Only an exact repetition of every entry counts as the answer.

====

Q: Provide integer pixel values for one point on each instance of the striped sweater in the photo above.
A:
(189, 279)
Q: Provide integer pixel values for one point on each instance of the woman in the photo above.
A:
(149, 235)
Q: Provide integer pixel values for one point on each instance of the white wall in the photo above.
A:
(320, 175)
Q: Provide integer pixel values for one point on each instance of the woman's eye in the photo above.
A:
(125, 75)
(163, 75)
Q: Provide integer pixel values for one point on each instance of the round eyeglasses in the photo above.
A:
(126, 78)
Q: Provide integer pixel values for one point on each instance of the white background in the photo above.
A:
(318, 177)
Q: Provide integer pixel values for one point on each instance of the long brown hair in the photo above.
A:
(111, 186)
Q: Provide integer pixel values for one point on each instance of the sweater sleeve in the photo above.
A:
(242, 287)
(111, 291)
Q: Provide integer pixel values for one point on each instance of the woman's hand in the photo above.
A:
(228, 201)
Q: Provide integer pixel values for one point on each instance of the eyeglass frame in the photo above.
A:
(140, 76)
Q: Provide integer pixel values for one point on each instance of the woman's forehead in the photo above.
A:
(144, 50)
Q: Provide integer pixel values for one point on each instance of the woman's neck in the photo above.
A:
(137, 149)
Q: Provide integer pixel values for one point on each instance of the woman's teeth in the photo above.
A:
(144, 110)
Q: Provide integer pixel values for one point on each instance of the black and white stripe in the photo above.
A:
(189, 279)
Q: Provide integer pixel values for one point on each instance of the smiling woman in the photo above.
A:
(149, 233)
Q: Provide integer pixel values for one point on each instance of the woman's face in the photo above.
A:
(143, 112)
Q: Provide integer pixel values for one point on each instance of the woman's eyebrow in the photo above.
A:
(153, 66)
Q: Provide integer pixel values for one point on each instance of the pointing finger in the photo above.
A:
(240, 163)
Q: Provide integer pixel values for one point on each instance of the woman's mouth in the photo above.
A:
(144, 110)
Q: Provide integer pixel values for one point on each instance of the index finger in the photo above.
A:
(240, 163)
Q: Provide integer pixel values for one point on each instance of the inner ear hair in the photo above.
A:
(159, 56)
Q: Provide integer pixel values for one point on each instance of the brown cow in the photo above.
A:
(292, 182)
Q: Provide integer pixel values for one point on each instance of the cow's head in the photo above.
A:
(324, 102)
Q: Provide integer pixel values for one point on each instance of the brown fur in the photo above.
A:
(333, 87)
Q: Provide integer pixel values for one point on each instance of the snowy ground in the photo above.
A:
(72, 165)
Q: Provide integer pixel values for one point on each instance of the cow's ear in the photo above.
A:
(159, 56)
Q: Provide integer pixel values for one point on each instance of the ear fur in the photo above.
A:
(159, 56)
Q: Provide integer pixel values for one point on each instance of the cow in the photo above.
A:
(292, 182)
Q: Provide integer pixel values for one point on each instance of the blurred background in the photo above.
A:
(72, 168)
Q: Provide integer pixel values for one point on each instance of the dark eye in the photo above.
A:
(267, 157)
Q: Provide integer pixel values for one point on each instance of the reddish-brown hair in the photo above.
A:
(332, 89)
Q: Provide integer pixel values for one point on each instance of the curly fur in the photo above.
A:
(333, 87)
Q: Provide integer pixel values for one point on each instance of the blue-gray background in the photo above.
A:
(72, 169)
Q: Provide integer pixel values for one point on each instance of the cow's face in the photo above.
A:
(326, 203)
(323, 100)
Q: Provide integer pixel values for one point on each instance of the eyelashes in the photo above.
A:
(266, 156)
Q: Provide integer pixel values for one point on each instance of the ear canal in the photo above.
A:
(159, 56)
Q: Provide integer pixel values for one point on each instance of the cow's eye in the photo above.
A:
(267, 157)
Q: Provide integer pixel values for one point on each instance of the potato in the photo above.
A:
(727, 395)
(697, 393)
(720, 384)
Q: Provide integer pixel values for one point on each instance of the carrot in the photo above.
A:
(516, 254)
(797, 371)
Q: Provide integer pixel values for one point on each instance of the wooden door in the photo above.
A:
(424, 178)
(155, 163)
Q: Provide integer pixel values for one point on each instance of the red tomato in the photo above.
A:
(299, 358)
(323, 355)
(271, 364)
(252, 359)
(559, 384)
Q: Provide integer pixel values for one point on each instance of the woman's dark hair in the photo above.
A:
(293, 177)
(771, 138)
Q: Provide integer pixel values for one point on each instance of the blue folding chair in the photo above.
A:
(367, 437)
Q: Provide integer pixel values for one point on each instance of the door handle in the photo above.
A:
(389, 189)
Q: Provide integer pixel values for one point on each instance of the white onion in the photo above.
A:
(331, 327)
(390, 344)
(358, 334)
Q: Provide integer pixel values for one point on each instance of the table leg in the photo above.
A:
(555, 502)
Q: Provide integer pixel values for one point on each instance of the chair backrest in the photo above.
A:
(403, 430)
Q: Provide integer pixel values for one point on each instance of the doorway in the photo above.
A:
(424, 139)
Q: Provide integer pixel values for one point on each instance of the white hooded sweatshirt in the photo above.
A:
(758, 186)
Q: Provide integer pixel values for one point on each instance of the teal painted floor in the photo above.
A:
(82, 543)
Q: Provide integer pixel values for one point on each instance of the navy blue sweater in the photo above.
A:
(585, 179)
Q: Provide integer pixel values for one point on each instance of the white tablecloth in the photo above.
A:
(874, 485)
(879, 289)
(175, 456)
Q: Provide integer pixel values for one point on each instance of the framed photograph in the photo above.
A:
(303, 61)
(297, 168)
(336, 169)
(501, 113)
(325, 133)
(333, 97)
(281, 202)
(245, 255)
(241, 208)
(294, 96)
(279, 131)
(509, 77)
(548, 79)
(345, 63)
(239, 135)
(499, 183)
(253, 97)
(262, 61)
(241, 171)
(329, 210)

====

## Task output
Q: Provide integer pixel values for one point on each instance of the striped sweater in the photo above.
A:
(189, 279)
Q: Provide integer pixel values for one point on each instance of the woman in the photo above.
A:
(149, 235)
Q: Provide integer pixel values for one point on each instance of the white wall in the photo above.
A:
(320, 175)
Q: Provide integer pixel values for one point on each instance of the woman's eye in the photo above.
A:
(125, 75)
(163, 75)
Q: Provide integer pixel values for one point on each instance of the round eyeglasses in the photo above.
A:
(126, 78)
Q: Provide integer pixel values for one point on each instance of the white background in the photo above.
A:
(318, 177)
Q: Provide integer pixel values for one point on each instance of the long brown hair in the photo above.
A:
(111, 186)
Q: Provide integer pixel values for one point on each instance of the sweater sleeve in the photo above.
A:
(242, 287)
(111, 291)
Q: Provide integer pixel values for one point on each instance of the woman's hand in the photo above.
A:
(228, 201)
Q: Provide integer pixel values for one point on each instance of the eyeglass frame in the photo above.
A:
(140, 76)
Q: Provide integer pixel values for one point on each instance of the woman's forehead in the photo above.
A:
(144, 50)
Q: Provide integer pixel values for one point on each instance of the woman's neck in the photo above.
A:
(137, 149)
Q: Provide integer pixel values for one point on each instance of the woman's teeth in the photo above.
A:
(144, 110)
Q: Provide integer pixel values for one point on each instance of the black and white stripe in the photo above.
A:
(189, 279)
Q: Provide integer pixel values for one point on each instance of the smiling woman in the photo above.
A:
(149, 233)
Q: Provide integer pixel values for one point on each instance of the woman's face in the photo above.
A:
(143, 112)
Q: Provide integer pixel values for one point on each instance of the woman's eyebrow in the photo above.
A:
(153, 66)
Q: Provide integer pixel values for one point on each instance of the pointing finger in the photo above.
A:
(240, 163)
Q: Provide integer pixel values for one point on each instance of the woman's mouth in the photo above.
A:
(144, 110)
Q: Provide integer pixel values for one point on each instance of the index finger in the photo above.
A:
(240, 163)
Q: Provide integer pixel values for one point on each instance of the inner ear hair in the photo above.
A:
(159, 56)
Q: Provide integer pixel values for one point on each instance of the brown cow in the photo above.
A:
(292, 182)
Q: Provide integer pixel values for one point on each instance of the cow's head in the photo above.
A:
(324, 102)
Q: Provide integer pixel values for one point on each instance of the brown fur in the photo above.
A:
(333, 87)
Q: Provide integer pixel values for one point on each instance of the snowy ground in the photo above.
A:
(72, 165)
Q: Provide integer pixel values for one point on each instance of the cow's ear in the photo above.
A:
(159, 56)
Q: Provide integer pixel values for one point on each instance of the ear fur in the photo above.
A:
(159, 56)
Q: Provide integer pixel values for one point on each instance of the cow in the photo above.
A:
(292, 182)
Q: Provide integer pixel values for one point on each instance of the blurred background in the photo above.
A:
(72, 168)
Q: Provide integer pixel values for one point on each instance of the dark eye in the photo above.
A:
(267, 157)
Q: Provide integer pixel values for one point on each instance of the reddish-brown hair in the photo above.
A:
(332, 89)
Q: Provide integer pixel values for one point on each instance of the curly fur in the photo above.
A:
(333, 87)
Q: Provide integer pixel values for one point on each instance of the blue-gray background in the photo above.
A:
(72, 169)
Q: Provide integer pixel values for one point on each instance of the cow's face in the photo above.
A:
(326, 203)
(323, 100)
Q: Provide integer pixel values for one point on each instance of the eyelashes in the photo above.
A:
(266, 156)
Q: Provide integer pixel values for one point on each instance of the ear canal in the photo above.
A:
(159, 56)
Q: Provide integer pixel values for one point on each instance of the cow's eye in the photo above.
A:
(267, 157)
Q: Provide integer pixel values for one point on each instance of the potato in the photo above.
A:
(727, 395)
(697, 393)
(720, 384)
Q: Provide integer pixel values for one point on each instance of the carrot in the photo above.
A:
(516, 254)
(797, 371)
Q: Provide integer pixel values for one point on each instance of the wooden door in the photo above.
A:
(424, 178)
(155, 163)
Q: Provide integer pixel values for one point on each instance of the red tomato in the photo above.
A:
(299, 358)
(323, 355)
(271, 364)
(252, 359)
(559, 384)
Q: Provide integer pixel values for one point on each instance of the woman's dark hair in the photo above.
A:
(293, 177)
(771, 138)
Q: Provide integer pixel values for one point on each instance of the blue folding chair in the photo above.
A:
(367, 437)
Q: Provide integer pixel values for one point on each instance of the door handle in the photo above.
A:
(389, 189)
Q: Provide integer pixel values for one point on each instance of the white onion in the photo above.
A:
(331, 327)
(390, 344)
(358, 334)
Q: Provide integer pixel values for one point on each instance of the table leg in the photo above.
A:
(555, 502)
Q: Provide integer pixel values for one point on each instance of the chair backrest in the photo above.
A:
(403, 430)
Q: Provide integer pixel values for one point on each instance of the doorway in the photo above.
A:
(424, 139)
Q: Provide integer pixel values for one point on each instance of the white hooded sweatshirt in the photo above.
A:
(758, 186)
Q: Provide integer pixel values for one point on each instance of the teal painted floor in the photo above.
A:
(82, 543)
Q: Provide integer pixel values for one point on each instance of the navy blue sweater in the photo above.
A:
(585, 179)
Q: Provide integer pixel values for one point on each instance of the white tablecloth in the photo above.
A:
(874, 485)
(879, 289)
(175, 456)
Q: Provide integer pixel values for one point on each instance of the framed photograph in the photo above.
A:
(303, 61)
(297, 168)
(336, 169)
(501, 113)
(325, 133)
(333, 97)
(281, 202)
(245, 255)
(241, 208)
(294, 96)
(279, 131)
(509, 77)
(548, 79)
(345, 63)
(239, 135)
(499, 183)
(253, 97)
(262, 61)
(241, 171)
(329, 210)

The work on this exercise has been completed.